* INSTRUCTIONS FOR THE TASK *
Out of the lines below, please list those that hold the string "boot".

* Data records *
○ ○ ○ ○ ○

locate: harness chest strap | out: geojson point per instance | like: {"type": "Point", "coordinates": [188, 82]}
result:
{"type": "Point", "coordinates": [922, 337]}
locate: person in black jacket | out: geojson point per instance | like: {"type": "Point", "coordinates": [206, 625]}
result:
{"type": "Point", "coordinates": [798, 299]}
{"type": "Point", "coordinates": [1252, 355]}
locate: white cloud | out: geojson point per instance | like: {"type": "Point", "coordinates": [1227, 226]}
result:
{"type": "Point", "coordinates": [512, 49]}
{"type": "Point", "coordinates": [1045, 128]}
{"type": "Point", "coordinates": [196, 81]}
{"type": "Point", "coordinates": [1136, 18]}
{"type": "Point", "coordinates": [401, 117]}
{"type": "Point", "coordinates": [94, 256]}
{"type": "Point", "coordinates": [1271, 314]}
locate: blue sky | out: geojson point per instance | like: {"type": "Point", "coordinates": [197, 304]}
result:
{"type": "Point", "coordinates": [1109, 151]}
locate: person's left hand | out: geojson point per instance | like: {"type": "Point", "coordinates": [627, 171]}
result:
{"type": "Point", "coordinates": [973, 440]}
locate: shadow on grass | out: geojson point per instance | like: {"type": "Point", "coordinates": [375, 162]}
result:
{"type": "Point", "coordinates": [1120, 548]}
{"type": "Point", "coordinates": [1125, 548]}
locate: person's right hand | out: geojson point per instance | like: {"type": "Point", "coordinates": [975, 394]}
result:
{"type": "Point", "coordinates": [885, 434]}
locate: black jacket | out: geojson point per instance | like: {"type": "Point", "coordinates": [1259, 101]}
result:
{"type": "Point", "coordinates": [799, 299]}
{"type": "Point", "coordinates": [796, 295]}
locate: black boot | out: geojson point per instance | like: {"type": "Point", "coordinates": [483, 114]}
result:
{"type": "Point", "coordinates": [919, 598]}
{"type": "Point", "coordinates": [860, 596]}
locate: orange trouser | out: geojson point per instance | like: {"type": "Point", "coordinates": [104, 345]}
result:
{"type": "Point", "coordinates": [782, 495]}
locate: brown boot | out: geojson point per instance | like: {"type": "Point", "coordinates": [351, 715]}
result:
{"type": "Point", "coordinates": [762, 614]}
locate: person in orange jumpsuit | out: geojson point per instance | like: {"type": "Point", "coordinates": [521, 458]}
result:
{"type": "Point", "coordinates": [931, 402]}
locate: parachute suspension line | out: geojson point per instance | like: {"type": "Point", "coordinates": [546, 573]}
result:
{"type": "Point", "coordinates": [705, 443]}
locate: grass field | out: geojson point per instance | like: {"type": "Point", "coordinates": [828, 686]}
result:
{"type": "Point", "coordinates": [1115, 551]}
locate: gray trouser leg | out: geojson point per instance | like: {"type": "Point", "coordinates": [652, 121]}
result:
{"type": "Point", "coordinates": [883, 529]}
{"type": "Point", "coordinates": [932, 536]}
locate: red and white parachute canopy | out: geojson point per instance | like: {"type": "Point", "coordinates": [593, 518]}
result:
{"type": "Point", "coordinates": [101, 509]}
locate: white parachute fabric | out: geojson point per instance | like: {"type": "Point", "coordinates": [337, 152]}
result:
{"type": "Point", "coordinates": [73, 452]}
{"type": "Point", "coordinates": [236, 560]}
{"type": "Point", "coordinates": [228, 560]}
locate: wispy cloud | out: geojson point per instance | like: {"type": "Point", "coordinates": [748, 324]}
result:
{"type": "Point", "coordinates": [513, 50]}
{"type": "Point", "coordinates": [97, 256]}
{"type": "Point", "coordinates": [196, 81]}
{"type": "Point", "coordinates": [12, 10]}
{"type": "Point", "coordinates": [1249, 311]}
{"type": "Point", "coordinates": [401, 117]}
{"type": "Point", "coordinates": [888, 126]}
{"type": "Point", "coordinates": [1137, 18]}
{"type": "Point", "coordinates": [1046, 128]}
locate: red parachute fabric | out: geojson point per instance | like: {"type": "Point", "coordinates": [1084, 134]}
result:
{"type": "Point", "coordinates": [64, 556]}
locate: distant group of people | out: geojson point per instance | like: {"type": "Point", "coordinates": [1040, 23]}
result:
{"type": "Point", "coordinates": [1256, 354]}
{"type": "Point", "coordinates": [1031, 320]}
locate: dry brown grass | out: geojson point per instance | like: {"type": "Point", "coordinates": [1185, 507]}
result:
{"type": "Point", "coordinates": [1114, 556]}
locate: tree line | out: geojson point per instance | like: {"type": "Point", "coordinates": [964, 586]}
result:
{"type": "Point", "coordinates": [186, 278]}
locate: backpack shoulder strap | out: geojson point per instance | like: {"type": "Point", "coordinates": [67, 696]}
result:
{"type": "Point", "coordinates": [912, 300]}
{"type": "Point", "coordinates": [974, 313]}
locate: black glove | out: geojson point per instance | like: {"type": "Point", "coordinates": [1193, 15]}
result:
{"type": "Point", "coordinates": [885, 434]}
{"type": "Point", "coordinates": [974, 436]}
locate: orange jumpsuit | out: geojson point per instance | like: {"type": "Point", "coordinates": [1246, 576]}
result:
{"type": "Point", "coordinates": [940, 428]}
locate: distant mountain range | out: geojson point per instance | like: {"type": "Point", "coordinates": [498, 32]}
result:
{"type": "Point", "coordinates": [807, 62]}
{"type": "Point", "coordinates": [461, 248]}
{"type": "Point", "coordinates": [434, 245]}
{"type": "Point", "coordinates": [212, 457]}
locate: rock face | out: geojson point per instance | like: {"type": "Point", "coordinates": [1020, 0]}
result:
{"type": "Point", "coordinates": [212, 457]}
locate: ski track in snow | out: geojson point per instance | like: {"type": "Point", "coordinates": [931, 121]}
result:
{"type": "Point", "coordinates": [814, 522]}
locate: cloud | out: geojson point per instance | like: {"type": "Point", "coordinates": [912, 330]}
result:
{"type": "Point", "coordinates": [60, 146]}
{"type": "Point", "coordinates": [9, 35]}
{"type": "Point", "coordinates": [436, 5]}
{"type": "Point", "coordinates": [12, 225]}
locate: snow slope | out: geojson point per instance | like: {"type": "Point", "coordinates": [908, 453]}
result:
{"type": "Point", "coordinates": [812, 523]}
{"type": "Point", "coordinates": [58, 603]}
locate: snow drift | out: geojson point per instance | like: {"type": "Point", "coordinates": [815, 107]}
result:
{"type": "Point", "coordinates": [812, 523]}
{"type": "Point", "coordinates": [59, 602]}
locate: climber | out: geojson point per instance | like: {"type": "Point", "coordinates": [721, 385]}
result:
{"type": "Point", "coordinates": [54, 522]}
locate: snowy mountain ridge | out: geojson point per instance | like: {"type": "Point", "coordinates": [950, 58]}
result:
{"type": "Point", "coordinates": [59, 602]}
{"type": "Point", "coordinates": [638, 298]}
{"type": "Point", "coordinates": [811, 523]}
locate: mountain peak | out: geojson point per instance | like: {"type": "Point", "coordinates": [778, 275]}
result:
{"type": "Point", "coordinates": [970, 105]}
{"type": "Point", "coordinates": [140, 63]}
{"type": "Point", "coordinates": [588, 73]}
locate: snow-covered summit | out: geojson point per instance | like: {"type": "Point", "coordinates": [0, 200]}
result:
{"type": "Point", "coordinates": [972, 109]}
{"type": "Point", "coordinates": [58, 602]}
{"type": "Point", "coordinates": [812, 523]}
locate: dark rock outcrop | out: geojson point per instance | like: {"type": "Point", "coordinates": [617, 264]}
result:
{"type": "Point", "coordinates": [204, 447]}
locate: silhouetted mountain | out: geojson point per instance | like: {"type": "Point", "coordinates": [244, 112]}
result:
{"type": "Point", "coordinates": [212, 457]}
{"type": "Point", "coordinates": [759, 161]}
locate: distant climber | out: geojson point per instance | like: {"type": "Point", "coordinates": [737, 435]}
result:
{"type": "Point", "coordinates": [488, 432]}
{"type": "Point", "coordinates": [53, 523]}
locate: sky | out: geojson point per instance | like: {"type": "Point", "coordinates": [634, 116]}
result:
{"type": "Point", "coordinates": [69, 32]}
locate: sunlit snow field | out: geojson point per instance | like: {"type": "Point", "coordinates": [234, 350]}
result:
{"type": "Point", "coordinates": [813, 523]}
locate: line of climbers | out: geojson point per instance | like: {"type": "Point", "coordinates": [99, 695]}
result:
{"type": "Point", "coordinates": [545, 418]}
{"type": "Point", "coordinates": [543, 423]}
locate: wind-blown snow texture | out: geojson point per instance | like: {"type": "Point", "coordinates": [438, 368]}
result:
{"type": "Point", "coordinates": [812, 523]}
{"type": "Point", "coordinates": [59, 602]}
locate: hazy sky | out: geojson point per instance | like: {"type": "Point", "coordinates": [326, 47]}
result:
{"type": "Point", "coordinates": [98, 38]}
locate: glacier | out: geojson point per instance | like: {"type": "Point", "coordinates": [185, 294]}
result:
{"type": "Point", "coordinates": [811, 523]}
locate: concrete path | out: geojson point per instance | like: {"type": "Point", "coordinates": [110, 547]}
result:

○ ○ ○ ○ ○

* SOLUTION TO THIS PROBLEM *
locate: black boot | out: geojson point per instance | like: {"type": "Point", "coordinates": [483, 114]}
locate: brown boot | out: geojson point per instance | like: {"type": "Point", "coordinates": [351, 715]}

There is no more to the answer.